EXERCISE INSTRUCTIONS. Print the material below word for word, from its first line down to the line containing "top-left (25, 49), bottom-right (245, 150)", with both of those lines included.

(Items stored from a collection)

▬▬▬

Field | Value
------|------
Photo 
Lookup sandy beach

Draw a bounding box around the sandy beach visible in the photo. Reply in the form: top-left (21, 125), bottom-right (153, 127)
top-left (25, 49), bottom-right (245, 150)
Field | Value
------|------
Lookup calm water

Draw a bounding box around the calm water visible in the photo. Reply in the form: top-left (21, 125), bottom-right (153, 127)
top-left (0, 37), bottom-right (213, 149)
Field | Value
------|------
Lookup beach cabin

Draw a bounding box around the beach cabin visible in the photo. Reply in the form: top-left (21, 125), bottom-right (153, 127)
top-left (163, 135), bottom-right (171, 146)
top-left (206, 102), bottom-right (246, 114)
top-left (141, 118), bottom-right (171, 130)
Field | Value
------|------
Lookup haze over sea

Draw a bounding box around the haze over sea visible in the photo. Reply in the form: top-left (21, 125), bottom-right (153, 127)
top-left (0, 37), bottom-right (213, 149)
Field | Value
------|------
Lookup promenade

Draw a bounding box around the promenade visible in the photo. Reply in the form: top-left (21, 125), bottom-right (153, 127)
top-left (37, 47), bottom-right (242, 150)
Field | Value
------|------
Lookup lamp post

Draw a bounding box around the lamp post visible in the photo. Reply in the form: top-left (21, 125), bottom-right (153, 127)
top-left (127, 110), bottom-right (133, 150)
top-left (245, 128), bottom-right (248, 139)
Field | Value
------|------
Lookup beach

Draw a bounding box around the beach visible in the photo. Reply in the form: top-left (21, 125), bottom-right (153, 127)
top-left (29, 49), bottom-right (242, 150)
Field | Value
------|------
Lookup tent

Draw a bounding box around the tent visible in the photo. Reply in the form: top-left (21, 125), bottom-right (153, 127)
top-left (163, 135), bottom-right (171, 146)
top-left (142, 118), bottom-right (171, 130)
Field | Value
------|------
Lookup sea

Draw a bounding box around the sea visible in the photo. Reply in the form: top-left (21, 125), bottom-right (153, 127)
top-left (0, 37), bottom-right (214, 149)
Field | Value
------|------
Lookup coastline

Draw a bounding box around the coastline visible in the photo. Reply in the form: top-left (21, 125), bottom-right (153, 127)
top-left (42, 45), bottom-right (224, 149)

▬▬▬

PROBLEM SOLUTION.
Field | Value
------|------
Photo 
Lookup sandy beach

Draw a bounding box around the sandy beach visible in the photo. Reply in the form: top-left (21, 125), bottom-right (153, 127)
top-left (25, 49), bottom-right (245, 150)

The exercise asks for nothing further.